Every line of the records that contains the string "bbox" counts once; give the total and nothing else.

(Exercise input)

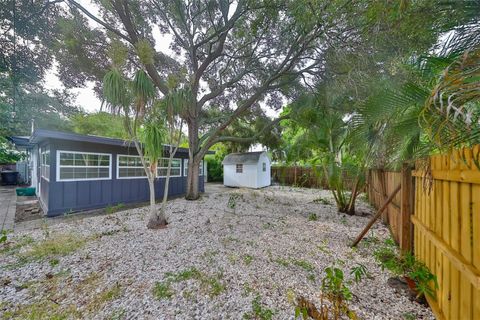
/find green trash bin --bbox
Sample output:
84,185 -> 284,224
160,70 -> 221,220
16,187 -> 36,196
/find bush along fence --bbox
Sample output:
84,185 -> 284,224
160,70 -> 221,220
367,146 -> 480,320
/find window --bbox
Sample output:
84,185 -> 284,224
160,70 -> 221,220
57,151 -> 111,181
158,158 -> 181,177
183,159 -> 204,176
236,164 -> 243,173
262,162 -> 266,172
40,148 -> 50,180
117,155 -> 147,179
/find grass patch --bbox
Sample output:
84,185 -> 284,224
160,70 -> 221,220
2,301 -> 80,320
0,235 -> 34,256
313,197 -> 331,205
291,259 -> 315,272
243,254 -> 254,265
152,281 -> 174,300
153,267 -> 226,300
105,203 -> 125,214
87,283 -> 122,312
274,258 -> 290,267
243,294 -> 275,320
308,213 -> 318,221
19,234 -> 86,263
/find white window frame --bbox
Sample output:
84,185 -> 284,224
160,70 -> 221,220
116,154 -> 148,179
236,164 -> 243,173
40,148 -> 50,181
56,150 -> 112,182
183,159 -> 204,176
157,158 -> 182,178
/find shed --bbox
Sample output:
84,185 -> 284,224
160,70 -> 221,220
10,129 -> 212,217
222,151 -> 271,188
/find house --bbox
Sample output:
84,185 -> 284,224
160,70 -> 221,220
10,129 -> 210,217
222,151 -> 271,189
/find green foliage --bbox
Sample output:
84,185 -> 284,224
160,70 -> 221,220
105,203 -> 125,215
0,230 -> 8,243
373,238 -> 438,299
322,267 -> 352,302
71,112 -> 128,139
153,267 -> 225,300
205,155 -> 223,182
0,137 -> 24,164
350,264 -> 369,284
308,213 -> 318,221
243,295 -> 275,320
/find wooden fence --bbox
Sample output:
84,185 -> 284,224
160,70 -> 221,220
413,148 -> 480,320
366,166 -> 413,252
368,147 -> 480,320
271,166 -> 357,189
271,166 -> 327,188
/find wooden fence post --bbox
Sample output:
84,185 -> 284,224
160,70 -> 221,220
400,163 -> 413,253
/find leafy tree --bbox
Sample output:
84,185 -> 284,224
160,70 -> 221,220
53,0 -> 375,200
1,0 -> 79,136
71,112 -> 128,139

(End Exercise input)

● **Reply to the task**
11